◆ Exercise
Please find each line below that contains the word "target", and copy every such line.

___ Available data

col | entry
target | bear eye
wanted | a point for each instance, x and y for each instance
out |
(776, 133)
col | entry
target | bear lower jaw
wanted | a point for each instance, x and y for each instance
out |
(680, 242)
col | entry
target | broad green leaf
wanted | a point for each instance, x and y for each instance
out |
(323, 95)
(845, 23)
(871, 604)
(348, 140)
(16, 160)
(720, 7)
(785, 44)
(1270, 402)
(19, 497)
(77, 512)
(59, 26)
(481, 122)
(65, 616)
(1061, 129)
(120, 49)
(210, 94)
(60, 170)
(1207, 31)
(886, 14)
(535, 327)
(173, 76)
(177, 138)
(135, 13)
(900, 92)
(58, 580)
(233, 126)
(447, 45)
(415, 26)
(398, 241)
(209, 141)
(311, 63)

______
___ Available data

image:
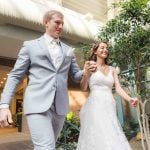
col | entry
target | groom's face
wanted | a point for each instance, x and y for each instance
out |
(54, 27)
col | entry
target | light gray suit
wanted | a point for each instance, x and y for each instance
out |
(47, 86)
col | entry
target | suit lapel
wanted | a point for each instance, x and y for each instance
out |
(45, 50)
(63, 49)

______
___ Available data

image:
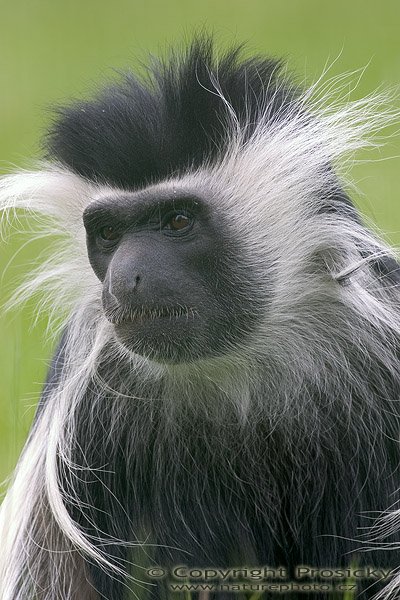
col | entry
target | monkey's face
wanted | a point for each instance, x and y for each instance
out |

______

◆ Finished task
target | bear eye
target | bear lower jaw
target | broad green leaf
target | groom's face
target | light gray suit
target | suit lapel
target | monkey's face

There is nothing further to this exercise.